▶ STORED ROWS
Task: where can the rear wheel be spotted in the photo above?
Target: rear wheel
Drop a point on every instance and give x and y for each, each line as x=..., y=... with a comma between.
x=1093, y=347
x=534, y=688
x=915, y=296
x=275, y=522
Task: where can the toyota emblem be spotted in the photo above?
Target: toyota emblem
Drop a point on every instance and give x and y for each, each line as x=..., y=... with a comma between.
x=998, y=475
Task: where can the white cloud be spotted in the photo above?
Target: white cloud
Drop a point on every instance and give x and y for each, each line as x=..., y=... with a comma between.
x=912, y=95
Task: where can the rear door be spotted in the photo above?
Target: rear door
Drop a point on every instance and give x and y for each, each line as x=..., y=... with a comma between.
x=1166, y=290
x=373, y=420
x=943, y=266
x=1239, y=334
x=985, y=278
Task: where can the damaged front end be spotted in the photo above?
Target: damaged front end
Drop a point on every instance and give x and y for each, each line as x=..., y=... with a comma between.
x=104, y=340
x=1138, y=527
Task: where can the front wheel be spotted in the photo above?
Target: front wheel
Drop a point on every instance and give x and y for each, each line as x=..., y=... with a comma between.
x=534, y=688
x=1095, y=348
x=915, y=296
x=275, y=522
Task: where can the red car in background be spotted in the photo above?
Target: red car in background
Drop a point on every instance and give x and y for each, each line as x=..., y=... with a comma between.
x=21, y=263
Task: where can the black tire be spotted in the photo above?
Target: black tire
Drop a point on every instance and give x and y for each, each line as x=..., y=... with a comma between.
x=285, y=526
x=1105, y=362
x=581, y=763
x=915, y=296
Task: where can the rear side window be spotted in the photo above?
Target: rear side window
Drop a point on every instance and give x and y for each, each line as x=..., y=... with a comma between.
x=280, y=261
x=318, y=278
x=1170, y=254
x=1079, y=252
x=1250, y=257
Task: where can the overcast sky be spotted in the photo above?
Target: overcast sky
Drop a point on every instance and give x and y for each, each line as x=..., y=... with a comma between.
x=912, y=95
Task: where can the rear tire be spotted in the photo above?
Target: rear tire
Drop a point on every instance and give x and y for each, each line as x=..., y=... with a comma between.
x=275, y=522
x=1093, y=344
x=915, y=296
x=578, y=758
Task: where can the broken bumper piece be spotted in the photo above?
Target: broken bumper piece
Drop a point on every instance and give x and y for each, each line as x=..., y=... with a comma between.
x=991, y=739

▶ DO THIS
Copy out every one of the records above, line for line, with no changes.

▶ WRITTEN SOLUTION
Task: where can the rear wheel be spotted in the photo above?
Target: rear wheel
Drop a point on every instance and give x and y for each, each line as x=..., y=... with a comma between.
x=1093, y=347
x=534, y=688
x=915, y=296
x=275, y=522
Task: where can the toyota emblem be spotted in the photo above?
Target: toyota emblem
Drop a point on every instance and give x and y for each, each line as x=..., y=... with a comma between.
x=998, y=475
Task: where can the white cloud be spotted in the photo above?
Target: white cloud
Drop a point on every instance and give x and y for each, each line as x=..., y=... with a comma between.
x=912, y=95
Task: where can the rear door be spotted in the photo above?
Target: rear door
Drop a point on every instance and give x and y for each, each line as x=..., y=... with a comma between.
x=1166, y=290
x=373, y=420
x=943, y=266
x=1239, y=334
x=985, y=278
Task: where can the damaged front end be spotted in the photo above?
Target: damaged front end
Drop a point on every instance and give x and y for each, each line as x=..., y=... with a comma between.
x=104, y=340
x=1138, y=527
Task: where can the front wheel be spotted in the photo above?
Target: front wheel
Drop a point on every instance and give x and y for each, each line as x=..., y=... with a comma between.
x=534, y=688
x=1095, y=348
x=915, y=296
x=275, y=522
Task: where can the red car in background be spotted in the photo above?
Target: red car in background
Drop a point on every instance and give x and y for each, each line as x=..., y=... with a comma between.
x=21, y=263
Task: where can the black tire be spotted in the photo above?
Target: black tire
Drop a point on every instance and give x and y for each, each line as x=..., y=... with a comma between.
x=285, y=526
x=1105, y=362
x=581, y=763
x=915, y=296
Task: where can the rear side window be spotted in the photo above?
Target: rear side window
Drop a point on every instance and give x and y for each, each line as x=..., y=... with a comma between.
x=280, y=261
x=318, y=278
x=1170, y=254
x=1079, y=252
x=1250, y=257
Task: where can the overcast sky be spotted in the photo above?
Target: overcast sky
Drop a point on every instance and give x and y for each, each line as x=..., y=... with a comma between.
x=912, y=95
Task: where can the rear tire be spotted in the photo above?
Target: rear tire
Drop a point on every instance and give x and y for each, each line as x=..., y=... with a comma between.
x=275, y=522
x=1093, y=344
x=915, y=296
x=578, y=758
Task: where can the broken bumper piece be spotted in the photo above?
Target: broken bumper piece
Drop a point on every instance and give x and y for each, each line as x=..., y=... with a comma between.
x=991, y=739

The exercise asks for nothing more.